### DIRECTIONS FOR THIS TASK:
The records sit below this line. Repeat all of them exactly.
· · · ·
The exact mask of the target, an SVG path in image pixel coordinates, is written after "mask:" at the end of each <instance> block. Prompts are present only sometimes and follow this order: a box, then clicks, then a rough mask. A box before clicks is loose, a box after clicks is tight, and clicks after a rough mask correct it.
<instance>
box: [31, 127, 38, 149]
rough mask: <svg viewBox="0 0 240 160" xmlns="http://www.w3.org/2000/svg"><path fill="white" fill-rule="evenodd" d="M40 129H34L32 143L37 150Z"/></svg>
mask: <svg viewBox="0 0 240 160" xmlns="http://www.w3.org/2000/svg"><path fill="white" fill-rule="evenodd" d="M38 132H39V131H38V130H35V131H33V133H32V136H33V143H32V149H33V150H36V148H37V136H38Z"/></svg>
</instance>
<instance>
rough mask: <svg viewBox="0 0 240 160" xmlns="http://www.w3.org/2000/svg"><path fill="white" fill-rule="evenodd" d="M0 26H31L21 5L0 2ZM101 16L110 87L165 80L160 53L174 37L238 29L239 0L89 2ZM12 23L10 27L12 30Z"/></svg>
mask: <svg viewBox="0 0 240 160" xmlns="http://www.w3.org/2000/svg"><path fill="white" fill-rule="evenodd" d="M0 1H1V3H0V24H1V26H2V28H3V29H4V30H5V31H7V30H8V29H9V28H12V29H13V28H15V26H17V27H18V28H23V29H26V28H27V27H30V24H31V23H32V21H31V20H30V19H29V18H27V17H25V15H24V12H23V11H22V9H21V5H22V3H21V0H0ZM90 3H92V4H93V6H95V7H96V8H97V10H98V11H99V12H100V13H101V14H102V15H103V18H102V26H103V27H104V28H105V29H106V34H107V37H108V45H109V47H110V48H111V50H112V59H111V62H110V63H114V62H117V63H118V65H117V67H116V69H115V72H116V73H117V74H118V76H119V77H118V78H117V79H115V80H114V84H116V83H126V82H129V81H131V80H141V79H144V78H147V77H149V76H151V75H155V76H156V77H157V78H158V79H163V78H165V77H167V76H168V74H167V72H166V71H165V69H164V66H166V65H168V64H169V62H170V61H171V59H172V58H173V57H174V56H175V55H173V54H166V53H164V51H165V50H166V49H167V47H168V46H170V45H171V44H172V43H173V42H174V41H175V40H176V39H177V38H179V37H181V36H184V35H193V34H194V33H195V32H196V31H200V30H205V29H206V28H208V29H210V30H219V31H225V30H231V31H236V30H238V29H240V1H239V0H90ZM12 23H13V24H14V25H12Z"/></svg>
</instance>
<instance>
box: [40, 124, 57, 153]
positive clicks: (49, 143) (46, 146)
· · · ·
### WORKED SOLUTION:
The exact mask of the target, an SVG path in image pixel coordinates, is written after "mask:" at the end of each <instance> block. Prompts are present only sometimes and follow this order: a box, then clicks, then a rough mask. A box before clicks is loose, a box after clicks is tight, and clicks after a rough mask correct it.
<instance>
box: [31, 127, 38, 149]
rough mask: <svg viewBox="0 0 240 160" xmlns="http://www.w3.org/2000/svg"><path fill="white" fill-rule="evenodd" d="M40 129H34L32 143L37 150Z"/></svg>
mask: <svg viewBox="0 0 240 160" xmlns="http://www.w3.org/2000/svg"><path fill="white" fill-rule="evenodd" d="M38 132H39V131H38V130H35V131H33V133H32V136H33V143H32V149H33V150H36V148H37V136H38Z"/></svg>
</instance>
<instance>
rough mask: <svg viewBox="0 0 240 160" xmlns="http://www.w3.org/2000/svg"><path fill="white" fill-rule="evenodd" d="M0 26H31L21 5L0 2ZM101 16L110 87L165 80L160 53L174 37L238 29L239 0L89 2ZM12 23L10 27L12 30Z"/></svg>
mask: <svg viewBox="0 0 240 160" xmlns="http://www.w3.org/2000/svg"><path fill="white" fill-rule="evenodd" d="M0 1H1V3H0V24H1V26H2V28H3V29H4V30H5V31H7V30H8V29H9V28H12V29H13V28H15V26H17V27H18V28H23V29H26V28H27V27H30V24H31V23H32V21H31V20H30V19H29V18H27V17H25V15H24V12H23V11H22V9H21V5H22V3H21V0H0ZM90 3H92V4H93V6H95V7H96V8H97V10H98V11H99V12H100V13H101V14H102V15H103V18H102V26H103V27H104V28H105V29H106V34H107V37H108V45H109V47H110V48H111V50H112V59H111V62H110V63H114V62H117V63H118V65H117V67H116V69H115V72H116V73H117V74H118V76H119V77H118V78H117V79H115V80H114V84H116V83H126V82H129V81H131V80H141V79H144V78H147V77H149V76H151V75H155V76H156V77H157V78H158V79H163V78H165V77H167V76H168V74H167V72H166V71H165V69H164V66H166V65H168V64H169V62H170V61H171V59H172V58H173V57H174V56H175V55H173V54H166V53H164V51H165V50H166V49H167V47H168V46H170V45H171V44H172V43H173V42H174V41H175V40H176V39H177V38H179V37H181V36H184V35H193V34H194V33H195V32H196V31H200V30H205V29H206V28H208V29H210V30H219V31H225V30H231V31H236V30H238V29H240V1H239V0H90ZM12 23H13V24H14V25H12Z"/></svg>
</instance>
<instance>
box: [40, 124, 57, 153]
positive clicks: (49, 143) (46, 146)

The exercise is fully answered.